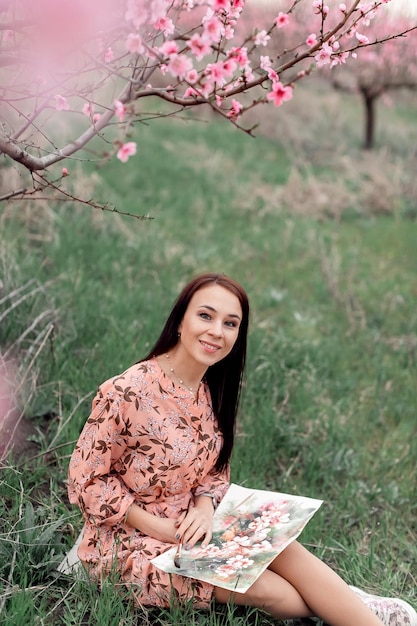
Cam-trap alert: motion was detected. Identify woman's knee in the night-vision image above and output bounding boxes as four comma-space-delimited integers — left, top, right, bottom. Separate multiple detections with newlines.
214, 570, 288, 613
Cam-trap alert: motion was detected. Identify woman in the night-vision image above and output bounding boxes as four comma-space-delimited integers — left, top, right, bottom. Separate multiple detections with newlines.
69, 274, 417, 626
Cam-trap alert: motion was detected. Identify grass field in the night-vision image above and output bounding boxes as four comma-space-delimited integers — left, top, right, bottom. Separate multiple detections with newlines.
0, 84, 417, 626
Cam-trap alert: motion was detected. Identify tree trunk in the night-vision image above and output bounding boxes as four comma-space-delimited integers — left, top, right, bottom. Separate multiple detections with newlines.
362, 91, 377, 150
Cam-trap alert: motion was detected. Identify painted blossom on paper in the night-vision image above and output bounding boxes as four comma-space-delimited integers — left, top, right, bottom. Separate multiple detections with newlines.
153, 484, 322, 593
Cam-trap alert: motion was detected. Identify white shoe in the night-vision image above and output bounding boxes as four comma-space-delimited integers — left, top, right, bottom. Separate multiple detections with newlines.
350, 586, 417, 626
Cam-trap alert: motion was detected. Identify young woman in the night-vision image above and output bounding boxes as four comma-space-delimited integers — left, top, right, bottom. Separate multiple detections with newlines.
69, 274, 417, 626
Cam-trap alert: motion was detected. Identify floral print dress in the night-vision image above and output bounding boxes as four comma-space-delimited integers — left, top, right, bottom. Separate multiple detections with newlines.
68, 359, 229, 607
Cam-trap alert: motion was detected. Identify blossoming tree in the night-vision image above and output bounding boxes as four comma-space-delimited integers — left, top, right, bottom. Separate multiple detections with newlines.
0, 0, 412, 210
328, 16, 417, 150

* Goal: Write out all the entries above as a numbered list without blank lines. Leave the pictures out.

* Exercise output:
1. Cam-trap alert: motion was detected. Identify woman's knee in the night-vision image above and output bounding boxes as four comma-space-delimited integers — left, top, right, bottom. Separate multiple detections with newlines.
2. 214, 570, 288, 613
3. Cam-trap alert: motion was detected. Identify woman in the night-vision image above and output bounding boxes as four comma-space-delimited integers — left, top, right, bottom. Separate multiple detections with newlines.
4. 69, 274, 417, 626
5. Cam-trap alert: motion was detected. Identify grass field in the night-vision image above and output bounding boxes as four comma-space-delimited integers — left, top, right, bottom. Separate multiple detections with newlines.
6. 0, 84, 417, 626
7. Cam-trap alert: motion was detected. Identify tree trunk in the night-vision image above and output bounding boxes as four comma-space-delimited integers — left, top, right, bottom. Separate multiple detections with newlines.
8. 362, 91, 377, 150
9. Cam-trap alert: motion was detected. Identify painted blossom on paper in the night-vision image above and output bounding boxes as four comma-space-delimited integers — left, top, right, bottom. Separate multiple detections with newlines.
10. 153, 484, 322, 593
11. Cam-trap alert: motion was detected. Identify white shoe in the night-vision image above and output bounding boxes as four comma-space-delimited integers — left, top, right, bottom. Separate multiple detections with newlines.
12. 350, 586, 417, 626
13. Cam-trap alert: motion was detected. Identify young woman in the night-vision image above and output bounding boxes as four comma-space-delimited integers — left, top, right, bottom. Separate multiple detections with newlines.
14. 69, 274, 417, 626
15. Cam-trap alert: motion was detected. Identify floral print dress in the night-vision image above and output bounding boxes as four comma-space-delimited integers — left, top, right, bottom. Separate multiple detections with newlines.
16. 68, 359, 229, 607
17. Cam-trap alert: motion was detected. Identify blossoming tree in the night-vision image above and output bounding boxes as four comma-space-delimited integers — left, top, right, bottom. Separate multiple detections with newlines.
18. 0, 0, 412, 210
19. 328, 16, 417, 150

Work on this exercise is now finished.